Fragmento proporcionado
※

Con esto me limito a exponer de otra forma la «paradoja de la ayuda benéfica» a que me he referido en el capítulo 18: cuanto más rica es una comunidad, menos ayuda necesitan sus miembros, pero más puede darles; cuanto más pobre, más personas hay necesitadas de ayuda, pero menos puede hacer por ellas.

Lo que, a su vez, es sólo otra manera de decir que la ayuda benéfica, o la redistribución de la renta, voluntaria o forzosa, no es nunca la auténtica solución para la pobreza, sino cuando más un expediente temporal que puede enmascarar el mal y mitigar el dolor, pero no los remedia.

Además, la ayuda benéfica del gobierno tiende a prolongar e intensificar la enfermedad que pretende curar. Por su propia índole, está siempre a punto de desbocarse; pero, incluso cuando es mantenida dentro de unos límites razonables, tiende a reducir los incentivos para el trabajo y el ahorro, tanto en quienes la reciben como en quienes han de pagarla. Puede afirmarse que prácticamente todas las medidas tomadas con el fin ostensible de «ayudar a los pobres» tienen a la larga el efecto contrario. Los economistas se han visto obligados a repetir una y otra vez que casi todos los pretendidos remedios de la pobreza se limitan a agravar el problema. Ya he analizado los verdaderos efectos de los ingresos garantizados y el impuesto negativo sobre la renta; las leyes de salario mínimo y las que aumentan el poder de los sindicatos; la oposición a la maquinaria que ahorra brazos; los planes para «multiplicar el trabajo»; las subvenciones especiales; el aumento del gasto público y de la tributación; los impuestos marcadamente progresivos sobre la renta y los punitivos sobre las ganancias del capital, las herencias y las sociedades; y el socialismo a ultranza.

※

Datos de localización basados en imágenes

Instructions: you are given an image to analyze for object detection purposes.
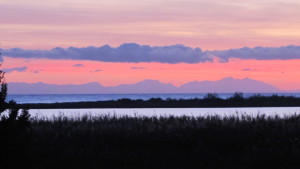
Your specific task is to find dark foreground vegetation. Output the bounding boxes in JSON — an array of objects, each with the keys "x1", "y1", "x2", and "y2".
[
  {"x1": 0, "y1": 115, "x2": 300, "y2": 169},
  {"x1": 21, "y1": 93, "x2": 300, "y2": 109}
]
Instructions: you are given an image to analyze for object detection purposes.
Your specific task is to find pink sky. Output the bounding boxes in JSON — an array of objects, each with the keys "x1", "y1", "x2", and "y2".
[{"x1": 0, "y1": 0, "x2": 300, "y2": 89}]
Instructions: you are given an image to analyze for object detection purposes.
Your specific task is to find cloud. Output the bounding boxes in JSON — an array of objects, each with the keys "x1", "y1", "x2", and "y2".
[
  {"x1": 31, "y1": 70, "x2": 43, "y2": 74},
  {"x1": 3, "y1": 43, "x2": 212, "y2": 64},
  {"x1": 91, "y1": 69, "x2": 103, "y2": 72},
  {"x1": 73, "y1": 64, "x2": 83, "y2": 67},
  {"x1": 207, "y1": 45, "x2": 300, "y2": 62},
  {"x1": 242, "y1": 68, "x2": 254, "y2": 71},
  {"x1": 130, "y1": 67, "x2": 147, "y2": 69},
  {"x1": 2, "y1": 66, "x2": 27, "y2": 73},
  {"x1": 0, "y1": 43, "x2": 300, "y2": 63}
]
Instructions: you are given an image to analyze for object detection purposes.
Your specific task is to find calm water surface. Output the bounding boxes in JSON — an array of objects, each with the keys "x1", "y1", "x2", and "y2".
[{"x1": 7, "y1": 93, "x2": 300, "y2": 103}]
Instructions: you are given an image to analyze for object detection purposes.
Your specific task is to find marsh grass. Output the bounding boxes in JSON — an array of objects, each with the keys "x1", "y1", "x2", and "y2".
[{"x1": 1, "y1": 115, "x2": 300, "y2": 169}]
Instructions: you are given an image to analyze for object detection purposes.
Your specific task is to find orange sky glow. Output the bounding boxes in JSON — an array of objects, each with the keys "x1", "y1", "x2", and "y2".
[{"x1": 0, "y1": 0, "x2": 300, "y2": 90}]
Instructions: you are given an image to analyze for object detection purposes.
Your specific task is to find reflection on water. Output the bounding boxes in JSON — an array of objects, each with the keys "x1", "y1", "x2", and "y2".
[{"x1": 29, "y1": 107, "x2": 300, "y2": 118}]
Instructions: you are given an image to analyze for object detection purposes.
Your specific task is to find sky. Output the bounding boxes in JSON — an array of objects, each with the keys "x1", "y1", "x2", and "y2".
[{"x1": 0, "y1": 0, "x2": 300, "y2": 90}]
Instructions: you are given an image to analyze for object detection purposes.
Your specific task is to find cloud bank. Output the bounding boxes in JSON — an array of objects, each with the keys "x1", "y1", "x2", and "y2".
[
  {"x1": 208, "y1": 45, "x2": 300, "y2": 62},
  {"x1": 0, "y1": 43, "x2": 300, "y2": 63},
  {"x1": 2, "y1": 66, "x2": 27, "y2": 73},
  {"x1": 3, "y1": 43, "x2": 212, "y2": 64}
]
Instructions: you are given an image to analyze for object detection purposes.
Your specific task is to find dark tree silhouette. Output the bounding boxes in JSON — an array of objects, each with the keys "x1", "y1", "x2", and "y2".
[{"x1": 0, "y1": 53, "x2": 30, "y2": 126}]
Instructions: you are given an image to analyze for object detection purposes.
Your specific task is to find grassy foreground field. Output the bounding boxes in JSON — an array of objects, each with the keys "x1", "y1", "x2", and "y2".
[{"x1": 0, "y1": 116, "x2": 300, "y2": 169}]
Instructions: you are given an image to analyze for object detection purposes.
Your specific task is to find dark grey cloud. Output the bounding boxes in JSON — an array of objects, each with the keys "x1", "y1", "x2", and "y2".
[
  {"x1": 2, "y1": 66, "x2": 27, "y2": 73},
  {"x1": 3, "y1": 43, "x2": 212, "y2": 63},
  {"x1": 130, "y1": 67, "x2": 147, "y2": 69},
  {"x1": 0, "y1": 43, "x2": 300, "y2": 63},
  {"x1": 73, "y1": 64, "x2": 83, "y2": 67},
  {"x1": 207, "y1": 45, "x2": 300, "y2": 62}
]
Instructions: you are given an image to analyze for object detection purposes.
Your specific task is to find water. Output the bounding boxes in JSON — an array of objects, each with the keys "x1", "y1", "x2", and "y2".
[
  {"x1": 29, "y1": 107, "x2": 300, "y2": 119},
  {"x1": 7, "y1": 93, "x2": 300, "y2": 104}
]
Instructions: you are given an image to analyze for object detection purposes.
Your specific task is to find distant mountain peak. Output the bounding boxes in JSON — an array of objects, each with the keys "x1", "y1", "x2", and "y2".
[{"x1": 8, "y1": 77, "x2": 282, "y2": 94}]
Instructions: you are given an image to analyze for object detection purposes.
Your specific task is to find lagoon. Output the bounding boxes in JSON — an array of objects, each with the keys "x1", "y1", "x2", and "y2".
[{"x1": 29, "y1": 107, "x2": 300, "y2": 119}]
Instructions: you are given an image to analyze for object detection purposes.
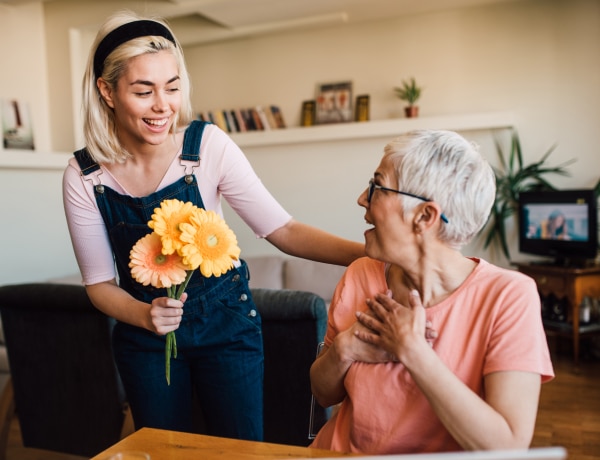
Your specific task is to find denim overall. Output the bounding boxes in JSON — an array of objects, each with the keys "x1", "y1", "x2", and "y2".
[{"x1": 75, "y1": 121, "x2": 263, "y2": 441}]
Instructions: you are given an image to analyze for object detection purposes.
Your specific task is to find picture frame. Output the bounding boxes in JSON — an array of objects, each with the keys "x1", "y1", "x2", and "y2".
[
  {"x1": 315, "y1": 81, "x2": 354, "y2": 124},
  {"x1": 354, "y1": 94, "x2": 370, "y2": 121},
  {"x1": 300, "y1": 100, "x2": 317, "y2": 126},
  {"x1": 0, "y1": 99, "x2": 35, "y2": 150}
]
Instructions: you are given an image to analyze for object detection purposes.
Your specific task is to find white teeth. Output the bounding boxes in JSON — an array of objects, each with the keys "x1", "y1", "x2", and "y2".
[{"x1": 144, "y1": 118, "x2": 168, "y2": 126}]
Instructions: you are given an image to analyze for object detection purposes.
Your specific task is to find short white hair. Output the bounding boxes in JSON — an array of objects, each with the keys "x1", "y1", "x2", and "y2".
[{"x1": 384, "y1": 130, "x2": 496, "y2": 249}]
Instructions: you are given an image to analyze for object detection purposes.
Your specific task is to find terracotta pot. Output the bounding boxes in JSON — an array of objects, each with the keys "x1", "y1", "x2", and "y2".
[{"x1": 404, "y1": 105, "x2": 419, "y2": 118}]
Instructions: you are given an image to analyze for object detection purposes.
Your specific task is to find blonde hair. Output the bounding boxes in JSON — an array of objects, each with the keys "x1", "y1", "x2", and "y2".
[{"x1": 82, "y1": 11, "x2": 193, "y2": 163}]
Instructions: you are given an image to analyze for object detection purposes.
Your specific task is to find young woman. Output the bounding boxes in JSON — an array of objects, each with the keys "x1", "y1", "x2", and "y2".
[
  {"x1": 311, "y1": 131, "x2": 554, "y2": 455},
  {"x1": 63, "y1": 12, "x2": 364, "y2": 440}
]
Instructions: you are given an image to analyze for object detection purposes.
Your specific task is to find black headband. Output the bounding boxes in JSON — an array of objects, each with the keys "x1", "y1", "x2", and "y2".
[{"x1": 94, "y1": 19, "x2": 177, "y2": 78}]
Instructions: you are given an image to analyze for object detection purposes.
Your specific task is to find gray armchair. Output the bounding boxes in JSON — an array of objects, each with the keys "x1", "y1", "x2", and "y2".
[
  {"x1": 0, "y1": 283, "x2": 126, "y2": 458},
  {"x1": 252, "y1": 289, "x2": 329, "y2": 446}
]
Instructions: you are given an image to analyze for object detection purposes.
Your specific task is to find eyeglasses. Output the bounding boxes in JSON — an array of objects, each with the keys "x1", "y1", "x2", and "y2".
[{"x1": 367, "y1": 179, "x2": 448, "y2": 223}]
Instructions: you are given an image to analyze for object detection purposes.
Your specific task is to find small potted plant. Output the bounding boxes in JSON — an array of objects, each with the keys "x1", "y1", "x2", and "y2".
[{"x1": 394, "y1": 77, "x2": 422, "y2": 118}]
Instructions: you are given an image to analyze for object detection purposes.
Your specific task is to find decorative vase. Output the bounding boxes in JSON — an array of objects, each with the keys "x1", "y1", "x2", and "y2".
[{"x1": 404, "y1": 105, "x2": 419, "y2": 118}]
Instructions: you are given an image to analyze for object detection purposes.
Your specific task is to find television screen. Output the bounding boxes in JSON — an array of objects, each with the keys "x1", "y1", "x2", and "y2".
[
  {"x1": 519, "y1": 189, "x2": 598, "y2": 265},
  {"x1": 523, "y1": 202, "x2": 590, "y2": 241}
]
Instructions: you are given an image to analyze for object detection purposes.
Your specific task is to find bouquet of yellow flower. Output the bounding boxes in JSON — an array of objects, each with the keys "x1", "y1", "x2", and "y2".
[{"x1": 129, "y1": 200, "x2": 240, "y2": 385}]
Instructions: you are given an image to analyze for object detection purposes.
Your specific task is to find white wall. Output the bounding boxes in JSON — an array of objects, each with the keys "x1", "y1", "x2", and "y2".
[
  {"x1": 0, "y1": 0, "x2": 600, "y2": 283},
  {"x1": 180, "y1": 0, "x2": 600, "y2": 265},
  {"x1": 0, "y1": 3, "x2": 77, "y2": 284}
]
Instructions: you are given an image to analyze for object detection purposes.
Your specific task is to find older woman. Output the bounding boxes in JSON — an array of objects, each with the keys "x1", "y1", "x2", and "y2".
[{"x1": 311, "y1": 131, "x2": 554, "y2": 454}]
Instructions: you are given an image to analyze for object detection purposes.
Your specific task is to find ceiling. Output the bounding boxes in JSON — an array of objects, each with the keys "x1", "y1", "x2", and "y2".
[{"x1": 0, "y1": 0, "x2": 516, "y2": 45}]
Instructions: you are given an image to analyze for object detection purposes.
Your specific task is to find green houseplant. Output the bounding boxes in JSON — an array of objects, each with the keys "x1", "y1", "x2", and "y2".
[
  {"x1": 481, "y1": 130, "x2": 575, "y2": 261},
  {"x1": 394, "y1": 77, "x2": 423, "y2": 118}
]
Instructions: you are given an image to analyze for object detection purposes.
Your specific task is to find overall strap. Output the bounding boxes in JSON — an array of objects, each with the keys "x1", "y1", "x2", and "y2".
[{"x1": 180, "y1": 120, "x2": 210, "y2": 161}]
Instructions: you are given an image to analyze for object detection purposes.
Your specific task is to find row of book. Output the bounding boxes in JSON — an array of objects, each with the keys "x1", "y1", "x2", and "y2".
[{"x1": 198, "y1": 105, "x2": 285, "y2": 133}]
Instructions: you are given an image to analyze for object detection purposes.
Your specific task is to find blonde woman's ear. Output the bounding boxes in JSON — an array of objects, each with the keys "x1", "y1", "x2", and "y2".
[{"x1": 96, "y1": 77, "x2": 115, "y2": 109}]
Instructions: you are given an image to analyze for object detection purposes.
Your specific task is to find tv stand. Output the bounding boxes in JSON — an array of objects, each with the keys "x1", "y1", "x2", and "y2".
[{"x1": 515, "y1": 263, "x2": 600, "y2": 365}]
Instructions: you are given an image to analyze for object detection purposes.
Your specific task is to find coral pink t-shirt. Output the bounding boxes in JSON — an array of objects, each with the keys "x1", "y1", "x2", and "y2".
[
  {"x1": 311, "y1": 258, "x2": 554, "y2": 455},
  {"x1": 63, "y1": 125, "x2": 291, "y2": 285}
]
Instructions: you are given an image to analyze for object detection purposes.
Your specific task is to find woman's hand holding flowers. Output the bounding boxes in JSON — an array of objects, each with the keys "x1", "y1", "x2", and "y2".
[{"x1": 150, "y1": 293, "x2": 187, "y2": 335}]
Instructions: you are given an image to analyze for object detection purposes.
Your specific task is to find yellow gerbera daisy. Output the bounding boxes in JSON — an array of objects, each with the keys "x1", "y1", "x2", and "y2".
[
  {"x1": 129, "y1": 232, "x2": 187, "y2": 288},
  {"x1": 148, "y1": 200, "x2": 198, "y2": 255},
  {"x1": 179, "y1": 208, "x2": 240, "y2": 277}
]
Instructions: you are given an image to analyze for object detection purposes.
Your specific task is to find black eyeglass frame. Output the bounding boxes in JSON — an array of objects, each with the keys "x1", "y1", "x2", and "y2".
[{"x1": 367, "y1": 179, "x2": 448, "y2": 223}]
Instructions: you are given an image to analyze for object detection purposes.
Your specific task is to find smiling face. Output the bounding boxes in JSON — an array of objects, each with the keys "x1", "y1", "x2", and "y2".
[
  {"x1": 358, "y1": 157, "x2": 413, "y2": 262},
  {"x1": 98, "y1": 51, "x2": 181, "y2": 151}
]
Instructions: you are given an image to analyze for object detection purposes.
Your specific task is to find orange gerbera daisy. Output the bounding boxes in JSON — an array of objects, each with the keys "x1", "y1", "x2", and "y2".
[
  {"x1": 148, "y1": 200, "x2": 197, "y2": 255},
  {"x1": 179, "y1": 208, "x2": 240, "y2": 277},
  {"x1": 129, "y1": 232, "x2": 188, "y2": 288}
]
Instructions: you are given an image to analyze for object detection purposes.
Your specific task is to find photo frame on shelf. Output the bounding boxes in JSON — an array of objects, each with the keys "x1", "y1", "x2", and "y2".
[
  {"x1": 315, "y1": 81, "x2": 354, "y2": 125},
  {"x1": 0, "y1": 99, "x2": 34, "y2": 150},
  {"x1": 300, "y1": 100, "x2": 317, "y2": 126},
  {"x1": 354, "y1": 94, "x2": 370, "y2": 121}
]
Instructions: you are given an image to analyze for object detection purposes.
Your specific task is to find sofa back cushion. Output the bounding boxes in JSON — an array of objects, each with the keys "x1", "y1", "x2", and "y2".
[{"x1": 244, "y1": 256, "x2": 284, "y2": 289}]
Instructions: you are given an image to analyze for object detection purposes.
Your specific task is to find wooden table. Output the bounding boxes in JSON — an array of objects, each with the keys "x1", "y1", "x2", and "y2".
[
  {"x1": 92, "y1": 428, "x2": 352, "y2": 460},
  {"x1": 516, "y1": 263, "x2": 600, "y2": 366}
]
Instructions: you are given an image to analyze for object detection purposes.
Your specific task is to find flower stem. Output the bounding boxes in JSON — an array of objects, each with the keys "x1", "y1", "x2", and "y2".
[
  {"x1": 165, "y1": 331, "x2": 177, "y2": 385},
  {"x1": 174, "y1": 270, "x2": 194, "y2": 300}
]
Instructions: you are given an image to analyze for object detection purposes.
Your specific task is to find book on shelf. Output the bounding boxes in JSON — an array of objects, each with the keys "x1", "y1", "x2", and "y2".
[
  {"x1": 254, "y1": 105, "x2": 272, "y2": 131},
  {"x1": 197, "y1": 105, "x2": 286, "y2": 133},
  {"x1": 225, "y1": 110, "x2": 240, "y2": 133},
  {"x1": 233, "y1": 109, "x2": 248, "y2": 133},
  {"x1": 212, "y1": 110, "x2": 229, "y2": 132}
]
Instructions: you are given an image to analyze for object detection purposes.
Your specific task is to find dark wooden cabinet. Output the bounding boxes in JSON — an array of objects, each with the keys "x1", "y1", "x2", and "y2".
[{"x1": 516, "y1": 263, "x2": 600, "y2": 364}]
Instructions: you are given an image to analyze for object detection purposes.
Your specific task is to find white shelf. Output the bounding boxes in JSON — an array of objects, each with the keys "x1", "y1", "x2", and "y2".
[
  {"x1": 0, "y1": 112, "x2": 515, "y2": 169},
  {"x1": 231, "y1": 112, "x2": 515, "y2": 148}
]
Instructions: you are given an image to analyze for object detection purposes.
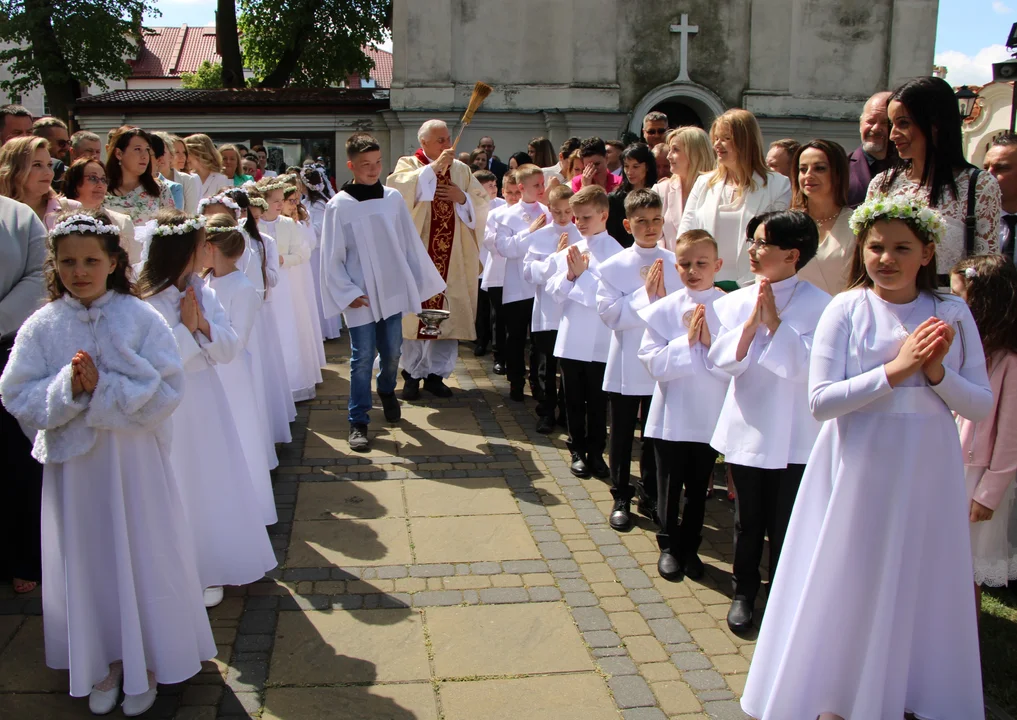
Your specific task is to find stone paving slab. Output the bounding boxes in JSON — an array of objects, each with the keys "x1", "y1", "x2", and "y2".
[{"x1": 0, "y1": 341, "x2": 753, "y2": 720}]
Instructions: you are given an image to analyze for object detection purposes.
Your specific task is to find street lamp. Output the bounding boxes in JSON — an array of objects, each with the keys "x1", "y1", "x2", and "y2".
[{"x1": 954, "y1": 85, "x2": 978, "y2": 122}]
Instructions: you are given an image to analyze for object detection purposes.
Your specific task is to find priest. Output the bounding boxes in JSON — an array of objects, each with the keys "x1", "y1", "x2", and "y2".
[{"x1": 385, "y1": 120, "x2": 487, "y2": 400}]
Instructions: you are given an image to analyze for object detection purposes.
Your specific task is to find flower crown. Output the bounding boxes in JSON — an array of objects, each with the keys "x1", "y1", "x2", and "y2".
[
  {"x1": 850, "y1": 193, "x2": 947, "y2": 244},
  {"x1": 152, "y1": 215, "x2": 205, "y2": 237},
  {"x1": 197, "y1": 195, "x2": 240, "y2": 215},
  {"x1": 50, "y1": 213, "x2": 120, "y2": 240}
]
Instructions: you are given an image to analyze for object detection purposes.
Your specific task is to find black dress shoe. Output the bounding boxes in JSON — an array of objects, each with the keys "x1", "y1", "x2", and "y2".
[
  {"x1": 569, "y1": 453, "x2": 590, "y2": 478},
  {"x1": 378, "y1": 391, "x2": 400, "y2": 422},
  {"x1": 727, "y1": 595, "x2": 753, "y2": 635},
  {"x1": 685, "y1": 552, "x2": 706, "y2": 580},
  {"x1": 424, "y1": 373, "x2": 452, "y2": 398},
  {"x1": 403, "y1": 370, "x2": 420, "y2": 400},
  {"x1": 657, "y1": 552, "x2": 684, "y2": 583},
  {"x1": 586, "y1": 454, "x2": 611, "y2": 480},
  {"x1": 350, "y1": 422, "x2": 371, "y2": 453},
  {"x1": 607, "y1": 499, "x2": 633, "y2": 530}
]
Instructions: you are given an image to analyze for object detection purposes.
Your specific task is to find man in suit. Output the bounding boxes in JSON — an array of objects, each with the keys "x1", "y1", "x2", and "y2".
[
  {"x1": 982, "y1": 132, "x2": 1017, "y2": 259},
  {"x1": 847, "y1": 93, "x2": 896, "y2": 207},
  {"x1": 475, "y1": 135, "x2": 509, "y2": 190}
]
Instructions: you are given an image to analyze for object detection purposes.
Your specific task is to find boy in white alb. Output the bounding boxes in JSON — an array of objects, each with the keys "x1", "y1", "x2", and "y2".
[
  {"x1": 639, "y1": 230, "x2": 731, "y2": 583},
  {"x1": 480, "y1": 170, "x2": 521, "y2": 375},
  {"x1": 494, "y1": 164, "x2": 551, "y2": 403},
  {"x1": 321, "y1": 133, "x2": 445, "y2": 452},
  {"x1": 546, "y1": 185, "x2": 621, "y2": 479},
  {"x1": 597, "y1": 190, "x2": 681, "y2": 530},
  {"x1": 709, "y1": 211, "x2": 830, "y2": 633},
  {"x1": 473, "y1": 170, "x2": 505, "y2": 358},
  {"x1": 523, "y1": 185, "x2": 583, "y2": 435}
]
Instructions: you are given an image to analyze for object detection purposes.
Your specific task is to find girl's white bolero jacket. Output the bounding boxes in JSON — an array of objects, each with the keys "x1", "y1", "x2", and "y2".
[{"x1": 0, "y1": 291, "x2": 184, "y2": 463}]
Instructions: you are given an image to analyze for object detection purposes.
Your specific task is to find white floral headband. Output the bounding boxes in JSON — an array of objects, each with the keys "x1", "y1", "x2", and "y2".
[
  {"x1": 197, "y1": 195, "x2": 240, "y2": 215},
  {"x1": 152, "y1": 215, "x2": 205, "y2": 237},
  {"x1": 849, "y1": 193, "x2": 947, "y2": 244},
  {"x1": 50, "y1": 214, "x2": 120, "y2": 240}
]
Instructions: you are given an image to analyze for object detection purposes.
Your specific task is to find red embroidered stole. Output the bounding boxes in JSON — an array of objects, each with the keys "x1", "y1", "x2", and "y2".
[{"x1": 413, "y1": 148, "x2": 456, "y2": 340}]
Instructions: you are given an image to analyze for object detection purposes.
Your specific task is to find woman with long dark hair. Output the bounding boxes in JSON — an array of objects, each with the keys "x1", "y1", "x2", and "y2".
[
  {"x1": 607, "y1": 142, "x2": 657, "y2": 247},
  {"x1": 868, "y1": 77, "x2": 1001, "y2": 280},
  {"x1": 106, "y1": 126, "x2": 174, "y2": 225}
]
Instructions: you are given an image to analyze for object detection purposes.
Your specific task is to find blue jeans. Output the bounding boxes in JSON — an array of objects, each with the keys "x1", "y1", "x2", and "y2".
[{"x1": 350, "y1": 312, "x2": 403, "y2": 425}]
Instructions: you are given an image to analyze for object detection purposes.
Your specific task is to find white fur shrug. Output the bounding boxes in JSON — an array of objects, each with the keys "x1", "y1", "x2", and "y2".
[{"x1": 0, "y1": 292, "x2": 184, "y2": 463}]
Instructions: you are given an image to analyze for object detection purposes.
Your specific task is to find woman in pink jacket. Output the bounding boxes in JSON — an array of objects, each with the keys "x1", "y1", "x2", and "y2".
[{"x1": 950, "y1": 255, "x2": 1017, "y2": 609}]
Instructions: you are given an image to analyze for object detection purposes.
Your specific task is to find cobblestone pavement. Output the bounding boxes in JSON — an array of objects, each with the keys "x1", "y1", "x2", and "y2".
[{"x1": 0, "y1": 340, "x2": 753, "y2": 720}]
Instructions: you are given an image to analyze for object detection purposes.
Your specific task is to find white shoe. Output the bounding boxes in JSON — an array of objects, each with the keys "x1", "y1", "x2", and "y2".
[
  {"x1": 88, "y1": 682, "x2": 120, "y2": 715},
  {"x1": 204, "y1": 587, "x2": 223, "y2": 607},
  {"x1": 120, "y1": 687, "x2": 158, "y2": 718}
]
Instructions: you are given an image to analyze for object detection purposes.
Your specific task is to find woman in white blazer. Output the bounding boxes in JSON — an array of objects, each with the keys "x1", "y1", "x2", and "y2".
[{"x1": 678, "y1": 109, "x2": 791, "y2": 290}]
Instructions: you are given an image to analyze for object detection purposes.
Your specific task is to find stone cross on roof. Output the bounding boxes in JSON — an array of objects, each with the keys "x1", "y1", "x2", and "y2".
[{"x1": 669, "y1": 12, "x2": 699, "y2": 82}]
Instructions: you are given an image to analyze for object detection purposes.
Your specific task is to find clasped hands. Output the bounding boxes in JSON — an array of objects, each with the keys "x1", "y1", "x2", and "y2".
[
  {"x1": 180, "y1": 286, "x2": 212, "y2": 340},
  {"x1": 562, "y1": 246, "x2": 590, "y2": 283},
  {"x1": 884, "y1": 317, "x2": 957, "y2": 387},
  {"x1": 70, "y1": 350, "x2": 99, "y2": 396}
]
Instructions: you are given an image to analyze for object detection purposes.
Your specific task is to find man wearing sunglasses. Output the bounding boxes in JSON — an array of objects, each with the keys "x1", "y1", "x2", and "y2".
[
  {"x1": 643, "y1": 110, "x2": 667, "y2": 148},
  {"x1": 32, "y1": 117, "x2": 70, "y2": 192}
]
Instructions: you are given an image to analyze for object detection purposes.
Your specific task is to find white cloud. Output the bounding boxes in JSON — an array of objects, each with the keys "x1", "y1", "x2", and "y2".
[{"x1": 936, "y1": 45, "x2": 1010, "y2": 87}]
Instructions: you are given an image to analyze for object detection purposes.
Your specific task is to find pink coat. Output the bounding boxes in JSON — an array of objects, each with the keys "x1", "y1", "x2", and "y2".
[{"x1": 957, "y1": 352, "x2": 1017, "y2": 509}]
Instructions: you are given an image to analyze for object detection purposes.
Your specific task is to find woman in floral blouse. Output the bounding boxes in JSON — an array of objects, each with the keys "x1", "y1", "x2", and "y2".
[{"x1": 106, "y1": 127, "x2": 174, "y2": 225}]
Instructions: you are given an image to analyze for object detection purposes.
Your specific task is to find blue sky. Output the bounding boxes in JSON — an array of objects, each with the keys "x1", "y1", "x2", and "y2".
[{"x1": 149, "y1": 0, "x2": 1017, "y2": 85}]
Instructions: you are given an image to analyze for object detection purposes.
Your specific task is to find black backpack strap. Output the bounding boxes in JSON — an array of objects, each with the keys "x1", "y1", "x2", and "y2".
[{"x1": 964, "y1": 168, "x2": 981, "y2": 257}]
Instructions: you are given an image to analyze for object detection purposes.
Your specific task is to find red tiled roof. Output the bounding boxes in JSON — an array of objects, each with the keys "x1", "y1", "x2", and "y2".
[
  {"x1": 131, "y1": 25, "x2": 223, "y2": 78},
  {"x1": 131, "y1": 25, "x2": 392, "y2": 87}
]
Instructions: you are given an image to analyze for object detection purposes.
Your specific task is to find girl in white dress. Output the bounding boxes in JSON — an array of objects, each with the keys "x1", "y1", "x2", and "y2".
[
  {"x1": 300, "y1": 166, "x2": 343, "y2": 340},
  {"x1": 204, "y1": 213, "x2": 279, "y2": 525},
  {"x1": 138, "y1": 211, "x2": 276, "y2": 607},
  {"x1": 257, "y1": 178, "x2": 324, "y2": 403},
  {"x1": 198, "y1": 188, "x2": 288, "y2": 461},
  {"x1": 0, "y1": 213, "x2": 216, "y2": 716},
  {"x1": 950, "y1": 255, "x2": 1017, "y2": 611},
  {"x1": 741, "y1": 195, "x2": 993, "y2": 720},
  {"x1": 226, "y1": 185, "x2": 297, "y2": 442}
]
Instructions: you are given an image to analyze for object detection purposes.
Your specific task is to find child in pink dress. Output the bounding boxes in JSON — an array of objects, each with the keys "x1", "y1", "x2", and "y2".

※

Acciones a realizar
a - Actualiza el tramo del fragmento sobre la pobreza que va de «Lo que, a su» a «no los remedia.», poniendo «miseria» en lugar de «pobreza».
b - Enumera todas las expresiones que el fragmento sobre la pobreza pone entre comillas angulares.
Las líneas no tienen relación con el fragmento.

Respuestas
a -
Lo que, a su vez, es sólo otra manera de decir que la ayuda benéfica, o la redistribución de la renta, voluntaria o forzosa, no es nunca la auténtica solución para la miseria, sino cuando más un expediente temporal que puede enmascarar el mal y mitigar el dolor, pero no los remedia.

b -
- paradoja de la ayuda benéfica
- ayudar a los pobres
- multiplicar el trabajo